---- DOCUMENT SEGMENT

A controversial legal move by a family accused of large-scale financial crimes has reached the United Kingdom’s High Court, raising urgent questions about how vast sums of allegedly illicit wealth entered Britain’s financial system.

 On April 30, 2026, Blitz received a mass-circulated email—sent simultaneously to major international media outlets including Al Jazeera, the Financial Times, and The Sunday Times, as well as financial institutions and government offices in Bangladesh and the United Kingdom—containing legal documents filed before the High Court of Justice in London. The sender, Zumana Fiza Khan, represents a family now at the center of serious allegations involving money laundering, illicit financial transfers, and transnational criminal activity.

According to the attached documents, Zumana Fiza Khan, along with Md Shahid Uddin Khan, Farjana Anjum Khan, and Parisa Pinaz Khan, filed a claim before the King’s Division Administrative Court on April 21, 2026. The application invokes a Writ of Habeas Corpus under the Habeas Corpus Act 1640 (CPR Part 87, Section 2) alongside a request for Judicial Review (CPR Part 54, Section 1), challenging actions taken by the UK Home Office.

In their submission, the claimants contest what they describe as the “international characterization” of their case as an asylum matter, asserting that no asylum application was ever made. Available records support this narrow claim. Instead, members of the Khan family are understood to have entered the United Kingdom under the Tier 1 Investor Visa scheme, investing substantial sums in exchange for residency rights.

However, what remains central to the controversy is the origin of those funds. Between 2009 and 2014, it is alleged that vast sums—amounting to hundreds of millions of dollars—were transferred out of Bangladesh through illicit channels, including informal money transfer systems. Such activities, if proven, would constitute serious violations under anti-money laundering laws across multiple jurisdictions.

--------
---- ENTRIES SUPPLIED

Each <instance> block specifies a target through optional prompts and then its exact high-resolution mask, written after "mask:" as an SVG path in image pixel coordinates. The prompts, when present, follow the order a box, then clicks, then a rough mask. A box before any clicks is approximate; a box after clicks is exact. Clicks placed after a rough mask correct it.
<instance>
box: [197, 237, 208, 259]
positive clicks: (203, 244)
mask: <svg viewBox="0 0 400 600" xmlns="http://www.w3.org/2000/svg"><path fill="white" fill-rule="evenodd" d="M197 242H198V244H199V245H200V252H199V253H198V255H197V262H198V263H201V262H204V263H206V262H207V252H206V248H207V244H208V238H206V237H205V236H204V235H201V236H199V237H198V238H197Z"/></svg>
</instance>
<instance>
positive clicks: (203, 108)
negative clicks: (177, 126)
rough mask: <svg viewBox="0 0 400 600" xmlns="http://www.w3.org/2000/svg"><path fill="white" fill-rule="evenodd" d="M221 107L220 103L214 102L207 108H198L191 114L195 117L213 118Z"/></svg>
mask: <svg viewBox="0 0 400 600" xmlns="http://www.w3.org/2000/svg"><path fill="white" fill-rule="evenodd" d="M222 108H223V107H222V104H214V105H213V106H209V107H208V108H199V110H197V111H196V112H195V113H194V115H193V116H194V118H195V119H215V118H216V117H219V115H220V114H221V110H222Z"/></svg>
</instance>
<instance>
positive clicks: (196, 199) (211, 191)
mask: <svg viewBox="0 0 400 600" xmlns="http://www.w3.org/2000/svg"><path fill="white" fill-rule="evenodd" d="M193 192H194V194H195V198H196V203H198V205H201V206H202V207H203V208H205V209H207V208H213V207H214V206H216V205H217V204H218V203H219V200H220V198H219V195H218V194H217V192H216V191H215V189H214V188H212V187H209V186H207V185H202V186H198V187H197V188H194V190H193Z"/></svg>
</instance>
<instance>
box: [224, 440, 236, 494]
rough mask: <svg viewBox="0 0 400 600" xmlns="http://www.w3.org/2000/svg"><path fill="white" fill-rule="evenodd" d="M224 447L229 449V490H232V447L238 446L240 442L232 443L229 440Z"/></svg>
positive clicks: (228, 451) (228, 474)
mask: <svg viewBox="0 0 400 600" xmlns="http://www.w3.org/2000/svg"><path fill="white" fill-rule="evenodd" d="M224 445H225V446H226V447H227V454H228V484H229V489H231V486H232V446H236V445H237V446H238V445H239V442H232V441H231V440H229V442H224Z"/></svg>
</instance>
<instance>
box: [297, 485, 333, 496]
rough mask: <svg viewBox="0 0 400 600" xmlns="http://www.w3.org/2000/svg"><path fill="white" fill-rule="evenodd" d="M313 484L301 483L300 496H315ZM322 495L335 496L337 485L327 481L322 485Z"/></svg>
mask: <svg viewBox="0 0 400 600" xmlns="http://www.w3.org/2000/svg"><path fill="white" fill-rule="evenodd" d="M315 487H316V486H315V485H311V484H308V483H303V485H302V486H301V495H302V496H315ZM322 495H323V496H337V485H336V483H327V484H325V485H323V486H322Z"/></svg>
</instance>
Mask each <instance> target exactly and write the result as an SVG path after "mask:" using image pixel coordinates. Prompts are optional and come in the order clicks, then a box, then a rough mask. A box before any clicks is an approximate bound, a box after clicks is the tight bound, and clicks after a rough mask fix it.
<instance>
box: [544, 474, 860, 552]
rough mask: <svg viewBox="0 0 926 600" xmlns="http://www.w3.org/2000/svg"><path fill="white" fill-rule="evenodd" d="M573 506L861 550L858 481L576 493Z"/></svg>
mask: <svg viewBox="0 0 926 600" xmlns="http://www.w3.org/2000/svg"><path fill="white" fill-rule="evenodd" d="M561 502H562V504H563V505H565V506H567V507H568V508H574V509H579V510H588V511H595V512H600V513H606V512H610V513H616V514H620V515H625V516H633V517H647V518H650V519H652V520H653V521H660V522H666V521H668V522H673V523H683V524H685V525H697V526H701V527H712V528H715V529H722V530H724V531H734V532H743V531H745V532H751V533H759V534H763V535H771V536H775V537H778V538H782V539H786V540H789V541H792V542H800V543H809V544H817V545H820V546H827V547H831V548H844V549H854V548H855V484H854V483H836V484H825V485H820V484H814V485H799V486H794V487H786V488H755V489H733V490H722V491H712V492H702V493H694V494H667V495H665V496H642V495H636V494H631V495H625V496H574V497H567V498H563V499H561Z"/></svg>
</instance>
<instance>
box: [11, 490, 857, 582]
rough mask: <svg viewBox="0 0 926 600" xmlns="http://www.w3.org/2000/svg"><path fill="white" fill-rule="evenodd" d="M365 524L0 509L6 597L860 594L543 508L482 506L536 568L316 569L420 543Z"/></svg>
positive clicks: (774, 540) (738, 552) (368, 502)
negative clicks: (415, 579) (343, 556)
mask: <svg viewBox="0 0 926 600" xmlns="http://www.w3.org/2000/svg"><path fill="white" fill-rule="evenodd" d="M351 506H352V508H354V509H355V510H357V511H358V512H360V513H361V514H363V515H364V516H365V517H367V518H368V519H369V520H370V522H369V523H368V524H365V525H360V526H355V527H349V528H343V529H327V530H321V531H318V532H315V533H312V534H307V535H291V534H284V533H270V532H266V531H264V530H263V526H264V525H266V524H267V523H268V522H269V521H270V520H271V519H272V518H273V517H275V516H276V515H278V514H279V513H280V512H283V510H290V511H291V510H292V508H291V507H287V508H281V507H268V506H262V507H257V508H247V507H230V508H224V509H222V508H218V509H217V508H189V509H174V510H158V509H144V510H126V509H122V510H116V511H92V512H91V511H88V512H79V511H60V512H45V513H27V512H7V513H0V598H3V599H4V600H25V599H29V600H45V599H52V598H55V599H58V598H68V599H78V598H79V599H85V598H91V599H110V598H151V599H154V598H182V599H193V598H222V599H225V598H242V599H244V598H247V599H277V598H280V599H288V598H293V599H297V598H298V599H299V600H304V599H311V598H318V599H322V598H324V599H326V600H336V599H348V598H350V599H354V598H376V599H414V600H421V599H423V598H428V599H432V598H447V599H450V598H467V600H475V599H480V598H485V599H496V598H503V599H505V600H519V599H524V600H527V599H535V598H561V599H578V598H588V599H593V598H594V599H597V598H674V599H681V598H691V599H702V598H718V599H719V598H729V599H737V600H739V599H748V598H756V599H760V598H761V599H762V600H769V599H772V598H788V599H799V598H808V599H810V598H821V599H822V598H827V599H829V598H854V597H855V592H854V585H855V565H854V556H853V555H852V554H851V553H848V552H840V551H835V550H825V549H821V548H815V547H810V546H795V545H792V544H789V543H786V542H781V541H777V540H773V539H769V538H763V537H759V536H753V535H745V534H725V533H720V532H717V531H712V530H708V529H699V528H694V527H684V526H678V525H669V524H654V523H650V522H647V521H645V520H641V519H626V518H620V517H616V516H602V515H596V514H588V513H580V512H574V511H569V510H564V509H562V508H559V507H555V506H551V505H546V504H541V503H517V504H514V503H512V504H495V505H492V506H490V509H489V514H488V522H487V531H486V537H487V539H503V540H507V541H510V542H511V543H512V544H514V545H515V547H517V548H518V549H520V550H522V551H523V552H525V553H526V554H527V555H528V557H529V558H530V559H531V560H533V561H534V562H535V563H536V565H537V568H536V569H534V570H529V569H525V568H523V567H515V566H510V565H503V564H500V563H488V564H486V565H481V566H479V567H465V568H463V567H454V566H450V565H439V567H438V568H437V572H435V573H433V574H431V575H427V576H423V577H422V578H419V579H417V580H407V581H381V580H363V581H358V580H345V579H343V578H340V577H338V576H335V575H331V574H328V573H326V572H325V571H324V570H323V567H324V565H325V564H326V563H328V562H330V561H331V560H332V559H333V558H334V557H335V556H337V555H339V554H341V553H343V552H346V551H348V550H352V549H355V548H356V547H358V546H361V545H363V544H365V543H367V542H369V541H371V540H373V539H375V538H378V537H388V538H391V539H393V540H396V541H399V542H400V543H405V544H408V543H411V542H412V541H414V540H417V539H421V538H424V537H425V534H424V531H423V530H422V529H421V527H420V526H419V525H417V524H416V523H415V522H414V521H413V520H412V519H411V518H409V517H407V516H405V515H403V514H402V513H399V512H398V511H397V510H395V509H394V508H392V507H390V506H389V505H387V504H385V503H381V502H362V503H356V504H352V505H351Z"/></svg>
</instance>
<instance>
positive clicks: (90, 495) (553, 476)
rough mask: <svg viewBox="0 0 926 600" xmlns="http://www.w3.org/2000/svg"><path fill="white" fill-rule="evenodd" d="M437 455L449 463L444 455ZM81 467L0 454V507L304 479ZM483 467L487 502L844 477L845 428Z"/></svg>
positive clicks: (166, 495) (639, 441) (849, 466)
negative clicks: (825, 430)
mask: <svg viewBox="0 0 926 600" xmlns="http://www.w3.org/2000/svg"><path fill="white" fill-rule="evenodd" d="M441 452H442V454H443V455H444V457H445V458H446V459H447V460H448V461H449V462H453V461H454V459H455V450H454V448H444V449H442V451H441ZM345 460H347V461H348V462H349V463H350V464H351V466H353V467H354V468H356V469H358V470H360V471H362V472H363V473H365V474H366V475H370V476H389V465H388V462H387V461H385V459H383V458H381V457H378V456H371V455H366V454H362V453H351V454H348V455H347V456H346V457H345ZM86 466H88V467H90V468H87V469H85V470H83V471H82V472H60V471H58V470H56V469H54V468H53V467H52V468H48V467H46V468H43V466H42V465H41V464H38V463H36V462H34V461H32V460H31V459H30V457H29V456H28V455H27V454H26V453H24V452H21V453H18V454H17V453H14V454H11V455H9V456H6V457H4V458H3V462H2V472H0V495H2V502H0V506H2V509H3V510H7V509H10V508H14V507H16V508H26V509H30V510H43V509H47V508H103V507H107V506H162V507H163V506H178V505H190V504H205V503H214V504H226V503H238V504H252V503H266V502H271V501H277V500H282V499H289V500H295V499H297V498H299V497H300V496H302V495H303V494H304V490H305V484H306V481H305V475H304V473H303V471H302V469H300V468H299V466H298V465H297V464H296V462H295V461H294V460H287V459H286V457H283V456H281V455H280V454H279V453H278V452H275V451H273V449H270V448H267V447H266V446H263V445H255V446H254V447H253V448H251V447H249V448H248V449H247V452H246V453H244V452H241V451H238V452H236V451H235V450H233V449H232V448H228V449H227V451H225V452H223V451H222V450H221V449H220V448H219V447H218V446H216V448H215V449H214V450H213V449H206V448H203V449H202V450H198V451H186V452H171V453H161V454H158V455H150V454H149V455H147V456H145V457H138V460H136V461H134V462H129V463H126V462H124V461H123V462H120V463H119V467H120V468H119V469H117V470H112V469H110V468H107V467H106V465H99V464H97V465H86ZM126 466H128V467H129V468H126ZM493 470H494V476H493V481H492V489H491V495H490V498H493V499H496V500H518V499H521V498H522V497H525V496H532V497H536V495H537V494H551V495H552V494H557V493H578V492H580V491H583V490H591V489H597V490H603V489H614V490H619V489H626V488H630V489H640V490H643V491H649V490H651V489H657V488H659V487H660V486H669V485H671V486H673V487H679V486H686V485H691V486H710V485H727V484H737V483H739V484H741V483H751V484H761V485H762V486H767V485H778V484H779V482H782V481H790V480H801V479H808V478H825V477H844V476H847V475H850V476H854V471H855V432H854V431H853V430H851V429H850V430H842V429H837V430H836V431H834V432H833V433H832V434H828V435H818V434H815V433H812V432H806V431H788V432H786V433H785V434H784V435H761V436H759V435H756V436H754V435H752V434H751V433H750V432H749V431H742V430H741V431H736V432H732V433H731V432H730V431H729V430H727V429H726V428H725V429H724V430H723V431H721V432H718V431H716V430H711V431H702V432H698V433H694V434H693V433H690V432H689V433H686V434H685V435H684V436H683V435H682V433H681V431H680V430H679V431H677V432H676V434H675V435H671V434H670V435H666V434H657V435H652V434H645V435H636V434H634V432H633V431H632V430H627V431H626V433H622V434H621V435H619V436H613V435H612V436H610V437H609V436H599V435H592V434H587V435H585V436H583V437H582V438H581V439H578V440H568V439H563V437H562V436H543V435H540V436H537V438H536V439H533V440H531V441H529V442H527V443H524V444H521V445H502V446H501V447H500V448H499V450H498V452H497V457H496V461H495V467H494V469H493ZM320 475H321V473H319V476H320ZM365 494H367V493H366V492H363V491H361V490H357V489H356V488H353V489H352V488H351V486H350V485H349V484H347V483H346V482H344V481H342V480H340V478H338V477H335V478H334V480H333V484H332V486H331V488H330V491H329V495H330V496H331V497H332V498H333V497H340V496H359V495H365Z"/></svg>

--------

_REQUEST 1:_ From the article on the Khan family's High Court claim, copy word for word the stretch from "In their submission, the" through "for residency rights.".
_REQUEST 2:_ Continue the article on the Khan family's High Court claim, starting after its last sentence.

_EXERCISE RESPONSE 1:_
In their submission, the claimants contest what they describe as the “international characterization” of their case as an asylum matter, asserting that no asylum application was ever made. Available records support this narrow claim. Instead, members of the Khan family are understood to have entered the United Kingdom under the Tier 1 Investor Visa scheme, investing substantial sums in exchange for residency rights.

_EXERCISE RESPONSE 2:_
In May 2025, the United Kingdom’s National Crime Agency (NCA) froze approximately £90 million worth of properties linked to two Bangladeshi nationals as part of a broader crackdown on illicit financial flows. Media reports have indicated that many such assets are often held through offshore structures in jurisdictions such as the British Virgin Islands, the Isle of Man, and Jersey. Yet, despite longstanding allegations, properties linked to Shahid Uddin Khan and his associates have not, to date, been publicly reported as subject to similar enforcement action—raising questions about regulatory oversight and enforcement consistency.

Shahid Uddin Khan, a former officer of the Bangladesh Army who was dismissed from service, has been identified in multiple reports as a fugitive facing serious allegations of financial crimes. He has been notoriously anti-Hindu, anti-India and anti-Semite, who has funded Islamist militancy outfits, including Lashkar-e-Taiba (LeT) and Iranian proxies including Hamas. Shahid Uddin along with his wife Farjana Anjum Khan and their daughters, relocated to the United Kingdom after securing residency through significant........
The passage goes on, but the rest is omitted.